WHAT IS REQUIRED: Please copy out the part of the article on agency pitches during the pandemic from "All that still" to "the next day." word for word.

::: PASSAGE FOR REVIEW

Agency Pitches During The Pandemic: A How-To

One of the many interesting aspects of my professional life is that I have participated and continue to participate in lots of agency pitches. I have seen pitches on all continents in over 40 countries. I have been in B2B and B2C pitches, and I can now add pitching during a pandemic to my list of experiences.

It’s true that a pitch is a highly disruptive process. If you do it right, you will allocate a significant amount of time and senior resources to the process. You will think through all aspects of what you’ll need going forward, and where you will want to draw the line between your responsibilities and the agency’s responsibilities. 

You will think through things like outsourcing, inhousing, scoping, pay for performance, new service areas you anticipate are going to be important, etc. You will think about data ownership, martech requirements, creative leadership, chemistry criteria and more.

And then you create a detailed, transparent and inspiring briefing that hopefully will entice your prospective agency partners to say: “Sure, I will throw a bunch of agency resources at this free of charge because I see opportunity.”  You will give them enough time and access to your leadership to create awesomeness. And then you will go through a few rounds of agonizing negotiations to get the deal just right -- and, presto! You’ve got yourself a new agency!



All that still holds true during these turbulent times, but there are of course some new elements that are part of the process for the foreseeable future.

First of all, you will probably notice a footnote on every slide stating that all future-facing insights, strategies, plans and org structures may be out the window if the pandemic throws another surprise at us. So the proposal from the prospective agency holds true on the day of presenting, but may be null and void the next day.

Not to worry, this is probably also true for your own plans. Agility is the key, and that's something you want to explore with your prospective agencies. Most agencies now have about six months of pandemic experience. Ask them how they have managed flying by the seat of their current clients’ pants. It will be instructive to assess if they will be able to flex for you as well.

Secondly, determining which partner is a good fit and match with your company and office culture is now even harder. Under normal circumstances, you will be able to visit agencies on their turf and get a sense of their mores and vibe. You will perhaps meet them two or three times including the final presentation, and that way you will experience being in one room with them. If all that feels good (and you absolutely need to create a scorecard with “soft” criteria for this), you’re good to go.

But today you can’t visit or sit in one room together. So how do you “date” via Microsoft Teams or Zoom? I’d say the same way, but I would recommend increasing the number of interactions to ensure facetime and interactions between their and your key staff members. And even once you have made your agency selection, I would still recommend “interviewing” the three or four key agency staff members they propose to work with you on a daily basis.

See? You can still successfully pitch during a pandemic.* 

*Disclaimer: none of the above might hold true tomorrow.

::::::
::: SUPPLIED MATERIAL

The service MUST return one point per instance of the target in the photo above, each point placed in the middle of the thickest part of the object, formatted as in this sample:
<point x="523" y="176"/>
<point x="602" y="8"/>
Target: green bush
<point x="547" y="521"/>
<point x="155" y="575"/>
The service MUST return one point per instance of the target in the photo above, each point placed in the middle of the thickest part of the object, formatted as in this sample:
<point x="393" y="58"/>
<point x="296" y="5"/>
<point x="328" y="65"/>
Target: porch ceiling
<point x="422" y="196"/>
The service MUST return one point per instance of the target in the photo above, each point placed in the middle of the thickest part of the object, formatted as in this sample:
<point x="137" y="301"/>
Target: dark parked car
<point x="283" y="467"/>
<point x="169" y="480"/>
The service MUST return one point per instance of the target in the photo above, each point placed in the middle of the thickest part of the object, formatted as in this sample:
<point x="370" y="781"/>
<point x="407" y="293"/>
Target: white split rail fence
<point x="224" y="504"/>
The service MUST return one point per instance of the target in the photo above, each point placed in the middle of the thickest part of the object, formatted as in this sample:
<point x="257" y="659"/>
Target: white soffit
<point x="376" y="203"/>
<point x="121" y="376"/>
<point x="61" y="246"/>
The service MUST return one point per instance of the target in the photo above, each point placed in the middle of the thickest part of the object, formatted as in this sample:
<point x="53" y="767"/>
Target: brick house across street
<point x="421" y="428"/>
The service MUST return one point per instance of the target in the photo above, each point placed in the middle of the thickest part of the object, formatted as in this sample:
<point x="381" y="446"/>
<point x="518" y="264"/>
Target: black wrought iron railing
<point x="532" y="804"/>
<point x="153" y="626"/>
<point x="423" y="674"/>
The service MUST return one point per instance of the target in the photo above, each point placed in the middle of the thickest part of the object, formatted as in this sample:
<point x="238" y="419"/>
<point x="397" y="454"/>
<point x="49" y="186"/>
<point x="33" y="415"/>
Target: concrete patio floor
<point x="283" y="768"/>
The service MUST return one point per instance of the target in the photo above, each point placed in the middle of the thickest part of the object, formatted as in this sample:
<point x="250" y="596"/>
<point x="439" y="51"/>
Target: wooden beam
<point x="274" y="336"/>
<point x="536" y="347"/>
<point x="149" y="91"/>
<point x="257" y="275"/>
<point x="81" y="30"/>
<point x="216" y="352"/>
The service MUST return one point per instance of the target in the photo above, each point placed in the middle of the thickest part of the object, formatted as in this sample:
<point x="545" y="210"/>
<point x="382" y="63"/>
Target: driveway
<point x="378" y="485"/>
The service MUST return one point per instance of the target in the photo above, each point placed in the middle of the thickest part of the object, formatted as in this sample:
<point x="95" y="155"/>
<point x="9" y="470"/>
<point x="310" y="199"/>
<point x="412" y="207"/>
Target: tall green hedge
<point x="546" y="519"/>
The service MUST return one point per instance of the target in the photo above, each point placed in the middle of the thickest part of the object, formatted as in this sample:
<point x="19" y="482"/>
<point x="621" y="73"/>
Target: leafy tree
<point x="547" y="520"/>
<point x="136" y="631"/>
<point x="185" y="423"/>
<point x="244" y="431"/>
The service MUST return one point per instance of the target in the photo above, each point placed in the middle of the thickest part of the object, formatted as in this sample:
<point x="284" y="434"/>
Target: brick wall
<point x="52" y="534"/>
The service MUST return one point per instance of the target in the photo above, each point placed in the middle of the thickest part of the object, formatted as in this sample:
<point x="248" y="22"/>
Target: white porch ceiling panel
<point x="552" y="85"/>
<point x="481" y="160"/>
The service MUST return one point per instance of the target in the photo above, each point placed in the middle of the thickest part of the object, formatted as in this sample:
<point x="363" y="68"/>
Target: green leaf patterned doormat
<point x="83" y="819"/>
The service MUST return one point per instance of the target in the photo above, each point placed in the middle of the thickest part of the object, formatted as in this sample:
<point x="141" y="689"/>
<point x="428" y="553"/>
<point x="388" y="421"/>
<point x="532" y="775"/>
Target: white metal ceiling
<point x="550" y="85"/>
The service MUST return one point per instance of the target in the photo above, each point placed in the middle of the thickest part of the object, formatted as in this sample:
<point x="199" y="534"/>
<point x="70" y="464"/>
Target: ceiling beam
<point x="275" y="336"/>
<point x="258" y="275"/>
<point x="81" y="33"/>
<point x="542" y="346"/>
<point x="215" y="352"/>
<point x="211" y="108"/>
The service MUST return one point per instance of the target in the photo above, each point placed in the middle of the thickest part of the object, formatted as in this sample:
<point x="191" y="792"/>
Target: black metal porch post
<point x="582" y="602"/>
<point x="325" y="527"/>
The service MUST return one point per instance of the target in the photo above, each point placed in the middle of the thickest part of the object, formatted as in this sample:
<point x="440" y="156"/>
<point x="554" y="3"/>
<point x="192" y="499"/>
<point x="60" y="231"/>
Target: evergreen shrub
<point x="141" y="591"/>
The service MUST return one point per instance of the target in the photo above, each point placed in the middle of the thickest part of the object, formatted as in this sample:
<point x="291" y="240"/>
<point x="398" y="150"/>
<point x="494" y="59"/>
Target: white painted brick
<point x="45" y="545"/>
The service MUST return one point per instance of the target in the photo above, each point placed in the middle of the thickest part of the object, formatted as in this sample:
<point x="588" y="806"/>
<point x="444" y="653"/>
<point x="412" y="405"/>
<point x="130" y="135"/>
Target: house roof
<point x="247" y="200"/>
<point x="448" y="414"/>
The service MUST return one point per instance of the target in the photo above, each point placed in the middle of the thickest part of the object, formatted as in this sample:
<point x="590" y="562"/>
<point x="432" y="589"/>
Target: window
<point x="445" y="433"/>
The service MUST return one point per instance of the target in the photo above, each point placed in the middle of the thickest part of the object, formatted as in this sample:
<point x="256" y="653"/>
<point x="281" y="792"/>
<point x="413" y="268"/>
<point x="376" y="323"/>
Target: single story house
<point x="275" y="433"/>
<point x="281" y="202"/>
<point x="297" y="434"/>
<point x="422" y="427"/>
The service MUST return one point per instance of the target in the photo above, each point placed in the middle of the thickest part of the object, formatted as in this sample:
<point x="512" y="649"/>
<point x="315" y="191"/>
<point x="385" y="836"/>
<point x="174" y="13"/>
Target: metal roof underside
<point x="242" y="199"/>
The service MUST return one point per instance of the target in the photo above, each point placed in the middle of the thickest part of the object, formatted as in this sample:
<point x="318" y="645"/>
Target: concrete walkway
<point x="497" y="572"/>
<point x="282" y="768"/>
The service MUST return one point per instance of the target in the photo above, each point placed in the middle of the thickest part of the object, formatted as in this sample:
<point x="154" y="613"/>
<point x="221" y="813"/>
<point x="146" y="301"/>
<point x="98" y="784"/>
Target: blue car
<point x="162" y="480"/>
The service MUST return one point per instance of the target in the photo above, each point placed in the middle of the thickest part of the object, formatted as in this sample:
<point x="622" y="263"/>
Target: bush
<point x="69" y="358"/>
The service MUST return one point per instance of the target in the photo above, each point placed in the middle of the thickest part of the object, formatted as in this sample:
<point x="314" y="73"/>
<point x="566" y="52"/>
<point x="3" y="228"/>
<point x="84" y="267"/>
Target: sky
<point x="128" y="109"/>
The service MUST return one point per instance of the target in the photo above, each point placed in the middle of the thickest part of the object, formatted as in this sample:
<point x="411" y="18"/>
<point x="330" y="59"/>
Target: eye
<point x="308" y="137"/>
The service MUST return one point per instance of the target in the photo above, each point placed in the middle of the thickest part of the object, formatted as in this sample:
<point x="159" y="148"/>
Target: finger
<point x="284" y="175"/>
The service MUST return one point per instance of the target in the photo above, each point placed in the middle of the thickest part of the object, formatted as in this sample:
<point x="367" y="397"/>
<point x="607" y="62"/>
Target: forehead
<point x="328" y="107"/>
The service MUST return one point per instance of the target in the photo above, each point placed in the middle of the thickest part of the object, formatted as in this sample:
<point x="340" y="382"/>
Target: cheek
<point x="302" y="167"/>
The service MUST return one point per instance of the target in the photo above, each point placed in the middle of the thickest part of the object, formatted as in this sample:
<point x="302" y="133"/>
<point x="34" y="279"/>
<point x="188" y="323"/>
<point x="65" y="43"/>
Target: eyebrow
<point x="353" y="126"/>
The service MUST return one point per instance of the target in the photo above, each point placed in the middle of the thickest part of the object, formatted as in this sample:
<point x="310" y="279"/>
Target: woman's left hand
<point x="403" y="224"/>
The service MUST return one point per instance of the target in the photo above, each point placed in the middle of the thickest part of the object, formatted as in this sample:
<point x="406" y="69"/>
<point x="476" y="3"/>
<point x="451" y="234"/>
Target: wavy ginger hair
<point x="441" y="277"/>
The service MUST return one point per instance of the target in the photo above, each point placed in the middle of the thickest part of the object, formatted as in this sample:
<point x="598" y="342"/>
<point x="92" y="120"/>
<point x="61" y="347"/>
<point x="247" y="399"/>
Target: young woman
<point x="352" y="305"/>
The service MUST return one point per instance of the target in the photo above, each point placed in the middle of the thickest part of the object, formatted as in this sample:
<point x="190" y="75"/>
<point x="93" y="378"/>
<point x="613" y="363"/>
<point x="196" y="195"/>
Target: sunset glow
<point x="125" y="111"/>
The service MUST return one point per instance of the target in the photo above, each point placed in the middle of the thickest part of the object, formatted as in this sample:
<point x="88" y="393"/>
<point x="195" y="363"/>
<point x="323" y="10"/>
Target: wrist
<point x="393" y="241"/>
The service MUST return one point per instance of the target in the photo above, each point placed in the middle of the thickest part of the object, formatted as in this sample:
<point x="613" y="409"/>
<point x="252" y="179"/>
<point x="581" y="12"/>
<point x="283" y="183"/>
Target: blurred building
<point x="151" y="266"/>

::::::

EXERCISE OUTPUT:
All that still holds true during these turbulent times, but there are of course some new elements that are part of the process for the foreseeable future.

First of all, you will probably notice a footnote on every slide stating that all future-facing insights, strategies, plans and org structures may be out the window if the pandemic throws another surprise at us. So the proposal from the prospective agency holds true on the day of presenting, but may be null and void the next day.